Work to complete: Print the data below exactly as it appears.
START Records supplied
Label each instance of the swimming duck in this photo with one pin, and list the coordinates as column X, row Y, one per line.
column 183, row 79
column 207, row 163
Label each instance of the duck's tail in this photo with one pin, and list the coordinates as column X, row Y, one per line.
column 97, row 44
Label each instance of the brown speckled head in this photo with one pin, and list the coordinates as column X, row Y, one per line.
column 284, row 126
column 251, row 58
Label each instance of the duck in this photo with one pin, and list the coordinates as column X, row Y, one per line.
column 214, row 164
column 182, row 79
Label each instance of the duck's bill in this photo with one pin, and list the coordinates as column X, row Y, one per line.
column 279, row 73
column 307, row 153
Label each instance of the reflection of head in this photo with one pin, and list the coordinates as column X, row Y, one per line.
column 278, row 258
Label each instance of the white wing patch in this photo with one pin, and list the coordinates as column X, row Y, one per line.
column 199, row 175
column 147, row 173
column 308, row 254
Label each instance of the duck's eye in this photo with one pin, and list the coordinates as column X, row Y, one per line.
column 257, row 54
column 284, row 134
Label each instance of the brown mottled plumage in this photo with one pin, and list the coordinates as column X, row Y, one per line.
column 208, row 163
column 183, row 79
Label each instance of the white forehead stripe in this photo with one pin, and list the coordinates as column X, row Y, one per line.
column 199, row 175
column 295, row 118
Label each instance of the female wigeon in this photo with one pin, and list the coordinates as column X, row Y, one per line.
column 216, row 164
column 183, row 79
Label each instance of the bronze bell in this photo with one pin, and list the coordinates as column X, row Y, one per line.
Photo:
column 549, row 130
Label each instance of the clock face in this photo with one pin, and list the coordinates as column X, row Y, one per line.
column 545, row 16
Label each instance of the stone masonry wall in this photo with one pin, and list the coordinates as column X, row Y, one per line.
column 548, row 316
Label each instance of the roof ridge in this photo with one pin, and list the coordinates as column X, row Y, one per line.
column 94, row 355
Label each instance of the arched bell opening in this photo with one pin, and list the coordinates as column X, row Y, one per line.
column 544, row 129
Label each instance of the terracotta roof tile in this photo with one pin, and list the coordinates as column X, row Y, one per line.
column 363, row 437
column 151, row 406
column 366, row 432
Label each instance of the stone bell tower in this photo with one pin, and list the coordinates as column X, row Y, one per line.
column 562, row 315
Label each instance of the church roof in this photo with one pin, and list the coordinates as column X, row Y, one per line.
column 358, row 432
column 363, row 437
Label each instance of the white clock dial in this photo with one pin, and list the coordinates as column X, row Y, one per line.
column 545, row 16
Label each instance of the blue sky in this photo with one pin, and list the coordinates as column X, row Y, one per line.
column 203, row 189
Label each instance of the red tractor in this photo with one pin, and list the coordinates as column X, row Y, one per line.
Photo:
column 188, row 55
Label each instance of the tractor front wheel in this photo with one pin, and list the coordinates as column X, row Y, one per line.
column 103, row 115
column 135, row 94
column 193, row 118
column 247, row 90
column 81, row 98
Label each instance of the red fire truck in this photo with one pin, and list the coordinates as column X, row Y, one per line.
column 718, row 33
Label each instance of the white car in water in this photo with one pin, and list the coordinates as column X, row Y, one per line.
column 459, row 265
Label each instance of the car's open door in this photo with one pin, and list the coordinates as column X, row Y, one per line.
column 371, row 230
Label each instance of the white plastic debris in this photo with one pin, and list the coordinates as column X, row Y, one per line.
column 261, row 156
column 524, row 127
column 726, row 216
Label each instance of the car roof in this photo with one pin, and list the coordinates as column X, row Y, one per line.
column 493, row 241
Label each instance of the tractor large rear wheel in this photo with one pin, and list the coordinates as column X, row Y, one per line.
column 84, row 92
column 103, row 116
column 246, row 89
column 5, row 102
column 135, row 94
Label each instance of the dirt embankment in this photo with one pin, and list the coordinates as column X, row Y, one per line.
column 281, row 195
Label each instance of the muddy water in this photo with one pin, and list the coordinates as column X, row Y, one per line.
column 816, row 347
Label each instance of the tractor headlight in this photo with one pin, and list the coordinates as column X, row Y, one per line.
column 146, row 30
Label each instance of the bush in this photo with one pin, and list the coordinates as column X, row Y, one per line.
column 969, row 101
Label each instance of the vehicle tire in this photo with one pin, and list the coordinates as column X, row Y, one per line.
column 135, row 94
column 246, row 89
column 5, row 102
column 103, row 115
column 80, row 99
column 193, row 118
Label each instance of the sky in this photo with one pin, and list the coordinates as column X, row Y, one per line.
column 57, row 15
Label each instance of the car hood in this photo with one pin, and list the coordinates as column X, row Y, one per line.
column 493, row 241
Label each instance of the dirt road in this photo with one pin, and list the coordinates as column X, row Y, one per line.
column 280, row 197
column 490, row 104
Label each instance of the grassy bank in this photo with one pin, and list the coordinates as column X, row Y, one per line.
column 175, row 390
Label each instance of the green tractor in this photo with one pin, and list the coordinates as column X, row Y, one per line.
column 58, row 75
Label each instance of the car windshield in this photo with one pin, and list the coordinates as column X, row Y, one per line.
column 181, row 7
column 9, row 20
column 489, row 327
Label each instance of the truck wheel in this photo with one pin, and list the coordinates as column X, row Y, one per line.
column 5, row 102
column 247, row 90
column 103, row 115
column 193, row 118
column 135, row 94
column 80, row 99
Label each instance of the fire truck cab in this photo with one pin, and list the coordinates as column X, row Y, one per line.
END Records supplied
Response area:
Label each instance of the swimming duck in this photo with one pin, and list the coordinates as column X, row Y, one per line.
column 183, row 79
column 207, row 163
Label each instance of the duck's tail in this photo with one pin, and list the coordinates as column X, row Y, one per line.
column 97, row 44
Label each instance of the brown speckled head in this photo with one pin, and list the coordinates as column X, row Y, one per line.
column 284, row 126
column 251, row 58
Label each instance of the duck in this photo with one pin, and list the coordinates as column X, row Y, one per line.
column 214, row 164
column 182, row 79
Label each instance of the duck's bill in this photo with one pin, and list the coordinates as column X, row Y, one per line.
column 279, row 73
column 307, row 153
Label each instance of the reflection of head in this photo with one pin, and list the coordinates as column X, row Y, one per line.
column 278, row 258
Label each instance of the white wing patch in this photo with one pin, and list the coordinates as column X, row Y, one per line.
column 199, row 175
column 147, row 173
column 308, row 254
Label each instance of the duck's eye in this photo with one pin, and list the coordinates as column X, row Y, one per line.
column 257, row 54
column 284, row 134
Label each instance of the brown mottled plumage in this photo with one pin, and list the coordinates as column X, row Y, one per line.
column 208, row 163
column 183, row 79
Label each instance of the white forehead stripe in this photo with one pin, and list the coordinates as column X, row Y, one per line.
column 199, row 175
column 295, row 118
Label each instance of the female wigeon in this photo with one pin, and list the coordinates as column X, row Y, one per line.
column 216, row 164
column 183, row 79
Label each instance of the bronze bell in this photo with one pin, and list the coordinates as column X, row Y, one per line.
Photo:
column 549, row 130
Label each instance of the clock face in this photo with one pin, and list the coordinates as column X, row Y, one per line.
column 545, row 16
Label each instance of the stone masonry wall in this photo with one pin, and list the coordinates as column X, row Y, one per line.
column 548, row 316
Label each instance of the roof ridge in this photo with one pin, and list the coordinates as column X, row Y, one per line.
column 94, row 355
Label each instance of the arched bell opening in this photo with one pin, and list the coordinates as column X, row Y, one per line.
column 544, row 129
Label each instance of the terracotta roof tile in this photo with one pin, and list the coordinates as column X, row Y, one per line.
column 363, row 437
column 151, row 406
column 366, row 432
Label each instance of the stone bell tower in this photo with one pin, and list the coordinates as column X, row Y, one per line.
column 562, row 315
Label each instance of the church roof in this photo with one pin, and list the coordinates as column X, row Y, one per line.
column 358, row 432
column 363, row 437
Label each instance of the white clock dial in this photo with one pin, and list the coordinates as column X, row Y, one per line.
column 545, row 16
Label each instance of the blue sky in this photo with one pin, and list the coordinates as column X, row Y, one per line.
column 203, row 189
Label each instance of the red tractor in this photo with one pin, and list the coordinates as column X, row Y, one per line.
Photo:
column 188, row 55
Label each instance of the tractor front wheel in this photo with one pin, and list the coordinates as column X, row Y, one per line.
column 103, row 115
column 135, row 94
column 193, row 118
column 247, row 90
column 81, row 98
Label each instance of the red fire truck in this photo with one pin, and list the coordinates as column X, row Y, one per line.
column 718, row 33
Label each instance of the white car in water in this photo with one pin, and list the coordinates as column X, row Y, one per line.
column 459, row 265
Label each instance of the car's open door in this photo with one pin, and list the coordinates as column X, row Y, one per line.
column 371, row 230
Label each instance of the white plastic debris in this photo with one pin, and list the coordinates as column X, row Y, one per line.
column 261, row 156
column 524, row 127
column 726, row 216
Label each instance of the car roof in this photo with one pin, and list the coordinates as column X, row Y, one per line.
column 493, row 241
Label each instance of the tractor large rear wheel in this photo with one pin, and list the coordinates as column X, row Y, one per line.
column 84, row 92
column 103, row 116
column 246, row 89
column 5, row 102
column 135, row 94
Label each instance of the dirt embankment in this photo with one pin, and list the coordinates as column X, row Y, one per line.
column 281, row 195
Label each instance of the muddy water in this photo with one pin, and list the coordinates as column X, row Y, one per line.
column 816, row 347
Label each instance of the tractor headlight in this photo with one pin, and list the coordinates as column X, row Y, one per line.
column 146, row 30
Label each instance of the bush in this photo with one pin, and list the coordinates as column X, row Y, one per line.
column 969, row 101
Label each instance of the vehicle tire in this photo with one pin, and list the coordinates as column X, row Y, one per line.
column 135, row 94
column 246, row 89
column 5, row 102
column 103, row 115
column 80, row 99
column 193, row 118
Label each instance of the sky in this photo with one pin, and list the coordinates as column X, row Y, one per line.
column 57, row 15
Label each instance of the car hood in this photo with one pin, and list the coordinates as column X, row Y, one per line.
column 493, row 241
Label each instance of the dirt road in this photo with one pin, and list the coordinates as column X, row Y, one per line.
column 280, row 197
column 490, row 104
Label each instance of the grassy bank in this photo with one pin, and list the coordinates as column X, row Y, one per line.
column 175, row 390
Label each instance of the green tractor in this photo with one pin, and list the coordinates as column X, row Y, one per line.
column 58, row 75
Label each instance of the car windshield in this photo with one pin, and list the coordinates as column X, row Y, one per line.
column 181, row 7
column 9, row 20
column 489, row 327
Label each instance of the truck wheel in this photo with one pin, and list the coordinates as column X, row Y, one per line.
column 5, row 102
column 247, row 90
column 103, row 115
column 193, row 118
column 135, row 94
column 80, row 99
Label each instance of the fire truck cab in this photo with one pin, and list the coordinates as column X, row Y, one per line.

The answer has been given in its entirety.